Directive 1 |
Pick out and copy every line of the records that contains the string "photo". Case counts.

Quoted passage |
# Did I degas enough??



## Gekko4321 (Aug 5, 2011)

I bottled my first wine kit last Sunday and layed them down a few days ago. When I checked on them last night I noticed slight bubbles around the cork area. I shook the bottle and noticed more bubbles/fizz rising in the bottle to the neck. I immediately became concerned! Next I grabbed a store bought bottle and shook it and I also noticed bubbles within, although not as much. I followed instructions exact. I also degassed more than was asked. I drill stirred the carboy probably 2-3 minutes more than they asked. I also used the suction pump on it for what seemed like 20 mins and even went back at it a day or two later. So I cleared, stabilized, and followed degas instr to the letter. When I tasted I did not detect fizz. Is there a chance I am going to have a fizzy bottle or am I being paranoid? Is there anything to do if so?


----------



## ibglowin (Aug 5, 2011)

I think you will be fine especially if you used one of the vacuvin pumps to draw out the CO2. I used a drill and a vacuvin on my first few batches and they all turned out fine in the CO2 department.


----------



## PeterZ (Aug 8, 2011)

If you taste the wine and don't detect fizz, then you are sufficiently degassed.


----------



## tonyt (Aug 8, 2011)

ibglowin said:


> I used a drill and a vacuvin on my first few batches



That implies that you do something different now?


----------



## ibglowin (Aug 8, 2011)

I use a vacuum pump to degas these days. Much easier to flip a switch and watch that CO2 come rising to the top.








ttortorice said:


> ibglowin said:
> 
> 
> > I used a drill and a vacuvin on my first few batches
> ...


----------



## tonyt (Aug 8, 2011)

ibglowin said:


> I use a vacuum pump to degas these days. Much easier to flip a switch and



With kits that ask you to stir between each step of clarifying do you still stir for several minutes between adding each chemical? And will this aspirator I got from Wade do the trick? I guess there are tons of threads about this.


----------



## ibglowin (Aug 8, 2011)

I still use the drill and mix stir to stir up the sulfite as well as the fining agents, that has not changed.

The aspirator is the perfect tool for degassing. You just need a stopper with a fitting for your tubing.


----------



## Brent2489 (Aug 8, 2011)

I have had a couple that were a little 'fizzy'. Just open the bottle 30 mins before you want to drink it. Give the wine a stir using a circular rotation from the neck. If still bubbly in the glass give it a good stir in the glass.


----------

Directive 2 |
Answer these from the degassing thread, one answer per line:
(a) How much longer than the instructions asked did Gekko4321 drill stir the carboy?
(b) What does ibglowin use to degas these days?
(c) How long before drinking does Brent2489 suggest opening a bottle that is a little fizzy?

Data listing |
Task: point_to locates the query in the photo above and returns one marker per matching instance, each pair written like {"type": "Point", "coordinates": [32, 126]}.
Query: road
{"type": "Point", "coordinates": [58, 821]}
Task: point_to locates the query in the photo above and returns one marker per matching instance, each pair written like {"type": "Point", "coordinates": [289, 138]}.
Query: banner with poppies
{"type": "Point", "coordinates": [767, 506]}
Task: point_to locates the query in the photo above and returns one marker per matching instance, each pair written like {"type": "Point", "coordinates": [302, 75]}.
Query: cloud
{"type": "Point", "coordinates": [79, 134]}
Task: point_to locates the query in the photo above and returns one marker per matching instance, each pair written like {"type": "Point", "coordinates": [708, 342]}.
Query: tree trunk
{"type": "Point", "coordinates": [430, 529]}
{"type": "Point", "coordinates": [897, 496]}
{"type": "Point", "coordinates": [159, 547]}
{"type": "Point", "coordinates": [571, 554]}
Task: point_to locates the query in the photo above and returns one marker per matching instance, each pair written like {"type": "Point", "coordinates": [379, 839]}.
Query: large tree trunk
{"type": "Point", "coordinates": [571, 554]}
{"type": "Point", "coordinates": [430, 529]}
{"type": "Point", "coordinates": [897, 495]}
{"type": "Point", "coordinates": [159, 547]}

Problem solution 1 |
Task: point_to locates the query in the photo above and returns one marker per matching instance, each pair written like {"type": "Point", "coordinates": [32, 126]}.
Task: point_to locates the query in the photo above and returns one marker per matching instance, each pair written like {"type": "Point", "coordinates": [289, 138]}.
Task: point_to locates the query in the photo above and returns one marker per matching instance, each pair written like {"type": "Point", "coordinates": [302, 75]}.
Task: point_to locates the query in the photo above and returns one marker per matching instance, each pair written like {"type": "Point", "coordinates": [708, 342]}.
Task: point_to locates the query in the photo above and returns one marker per matching instance, each pair written like {"type": "Point", "coordinates": [379, 839]}.

Problem solution 2 |
(a) Probably 2-3 minutes more.
(b) A vacuum pump.
(c) 30 minutes.